— START TEXT PROVIDED —
In his hommage to Cash after the singer's death in 2003, VH1 Executive Director Bill Flanagan properly framed the importance of these artists in that era on the CBS program Sunday Morning:

"It's becoming more apparent with every year that goes by that the period from the mid-'50s to the mid-'70s was a golden age for popular music. To have lived in the era where Cash and Presley and the Beatles and Stones and Aretha and Dylan and Miles Davis [and B.B. King] (my insert and emphasis) were around is like to have lived in Paris during the time of the impressionists.

That era is moving away... We can assume that these musicians who loom large in our culture will always be around. They won't. We should appreciate them while we have them because someday we'll turn around and they'll be gone."
— END TEXT PROVIDED —
- [GOAL 1]: In the passage on the golden age of popular music, reproduce the stretch from "In his hommage" through "of the impressionists.", substituting "Vienna" for "Paris".
The records bear no relation to the text above.
— START DATA PROVIDED —
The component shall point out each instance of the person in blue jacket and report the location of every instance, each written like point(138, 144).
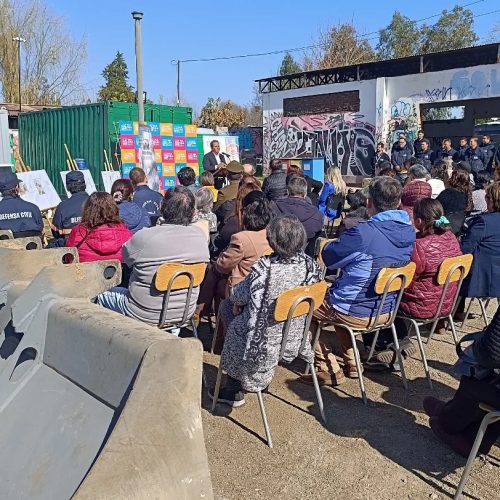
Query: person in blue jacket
point(385, 240)
point(17, 215)
point(134, 216)
point(334, 184)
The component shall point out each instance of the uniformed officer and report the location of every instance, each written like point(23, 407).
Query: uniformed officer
point(69, 212)
point(21, 217)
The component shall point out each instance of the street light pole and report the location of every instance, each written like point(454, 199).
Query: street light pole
point(18, 39)
point(138, 65)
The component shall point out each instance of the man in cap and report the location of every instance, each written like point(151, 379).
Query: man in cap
point(234, 174)
point(21, 217)
point(69, 212)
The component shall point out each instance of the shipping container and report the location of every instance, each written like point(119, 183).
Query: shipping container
point(87, 130)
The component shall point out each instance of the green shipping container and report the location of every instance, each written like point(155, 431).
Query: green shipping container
point(87, 130)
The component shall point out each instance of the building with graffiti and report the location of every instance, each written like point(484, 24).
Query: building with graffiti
point(339, 114)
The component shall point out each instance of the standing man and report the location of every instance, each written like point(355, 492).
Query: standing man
point(69, 212)
point(144, 196)
point(214, 157)
point(17, 215)
point(488, 149)
point(379, 158)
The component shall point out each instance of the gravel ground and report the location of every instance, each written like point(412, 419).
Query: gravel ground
point(384, 450)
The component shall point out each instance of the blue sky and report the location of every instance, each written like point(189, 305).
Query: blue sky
point(197, 29)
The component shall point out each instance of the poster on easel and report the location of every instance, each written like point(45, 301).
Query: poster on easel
point(166, 146)
point(89, 181)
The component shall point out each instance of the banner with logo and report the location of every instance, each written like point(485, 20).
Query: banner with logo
point(169, 148)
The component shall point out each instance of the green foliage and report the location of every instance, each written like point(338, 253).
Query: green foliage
point(116, 87)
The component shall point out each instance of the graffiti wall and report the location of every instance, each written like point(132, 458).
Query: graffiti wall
point(346, 140)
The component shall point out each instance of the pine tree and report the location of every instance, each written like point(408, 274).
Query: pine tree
point(116, 87)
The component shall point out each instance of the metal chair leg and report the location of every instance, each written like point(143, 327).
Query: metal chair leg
point(399, 356)
point(487, 419)
point(217, 385)
point(422, 352)
point(264, 419)
point(359, 367)
point(318, 392)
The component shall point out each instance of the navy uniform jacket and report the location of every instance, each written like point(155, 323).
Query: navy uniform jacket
point(69, 212)
point(148, 199)
point(21, 217)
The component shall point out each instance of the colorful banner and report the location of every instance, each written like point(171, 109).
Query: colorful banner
point(168, 146)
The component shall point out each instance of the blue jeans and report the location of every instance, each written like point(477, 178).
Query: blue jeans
point(114, 299)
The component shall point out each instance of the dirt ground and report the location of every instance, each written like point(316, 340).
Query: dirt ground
point(384, 450)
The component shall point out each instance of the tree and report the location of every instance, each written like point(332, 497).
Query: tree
point(453, 30)
point(116, 87)
point(289, 66)
point(219, 113)
point(338, 46)
point(51, 60)
point(400, 39)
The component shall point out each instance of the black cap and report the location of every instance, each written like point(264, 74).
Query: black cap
point(8, 180)
point(74, 176)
— END DATA PROVIDED —
- [GOAL 2]: Output the stretch of the records from the line containing "The component shall point out each instance of the building" through the line containing "point(339, 114)", repeating each line exactly.

- [FULL OUTPUT 1]:
In his hommage to Cash after the singer's death in 2003, VH1 Executive Director Bill Flanagan properly framed the importance of these artists in that era on the CBS program Sunday Morning:

"It's becoming more apparent with every year that goes by that the period from the mid-'50s to the mid-'70s was a golden age for popular music. To have lived in the era where Cash and Presley and the Beatles and Stones and Aretha and Dylan and Miles Davis [and B.B. King] (my insert and emphasis) were around is like to have lived in Vienna during the time of the impressionists.

- [FULL OUTPUT 2]:
The component shall point out each instance of the building with graffiti and report the location of every instance, each written like point(484, 24).
Query: building with graffiti
point(339, 114)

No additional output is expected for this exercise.